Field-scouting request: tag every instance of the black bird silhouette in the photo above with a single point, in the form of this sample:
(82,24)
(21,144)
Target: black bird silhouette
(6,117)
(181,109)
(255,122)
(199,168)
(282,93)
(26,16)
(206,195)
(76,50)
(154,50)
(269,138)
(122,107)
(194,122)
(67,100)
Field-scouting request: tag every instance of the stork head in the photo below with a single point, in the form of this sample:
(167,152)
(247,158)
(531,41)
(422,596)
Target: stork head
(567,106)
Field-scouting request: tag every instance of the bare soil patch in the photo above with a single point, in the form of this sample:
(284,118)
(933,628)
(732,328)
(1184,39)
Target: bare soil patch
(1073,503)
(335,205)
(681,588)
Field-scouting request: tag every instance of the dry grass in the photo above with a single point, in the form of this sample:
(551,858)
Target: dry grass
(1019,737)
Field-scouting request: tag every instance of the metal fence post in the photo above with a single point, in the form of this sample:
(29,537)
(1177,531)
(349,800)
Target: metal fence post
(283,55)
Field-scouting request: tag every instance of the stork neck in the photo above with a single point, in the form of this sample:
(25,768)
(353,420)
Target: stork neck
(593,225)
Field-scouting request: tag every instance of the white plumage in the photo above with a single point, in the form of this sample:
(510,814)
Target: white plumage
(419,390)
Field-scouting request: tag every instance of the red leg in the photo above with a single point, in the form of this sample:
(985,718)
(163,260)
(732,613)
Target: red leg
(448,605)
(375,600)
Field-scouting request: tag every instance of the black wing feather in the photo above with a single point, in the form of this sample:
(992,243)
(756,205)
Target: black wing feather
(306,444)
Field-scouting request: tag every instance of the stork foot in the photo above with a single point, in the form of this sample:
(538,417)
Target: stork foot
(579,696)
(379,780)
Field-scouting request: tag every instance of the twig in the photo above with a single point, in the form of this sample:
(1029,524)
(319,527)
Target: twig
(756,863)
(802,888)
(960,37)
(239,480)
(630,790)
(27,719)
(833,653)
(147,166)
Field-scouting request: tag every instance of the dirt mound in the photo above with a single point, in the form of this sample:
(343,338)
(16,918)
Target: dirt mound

────────────────────

--- Instructions to follow ---
Whenever the string "mound" shows up in a line of the records, copy that line.

--- Output of the exercise ---
Field-scouting request: tag every instance of the dirt mound in the photo above with a single point, in the form of this sample:
Target: dirt mound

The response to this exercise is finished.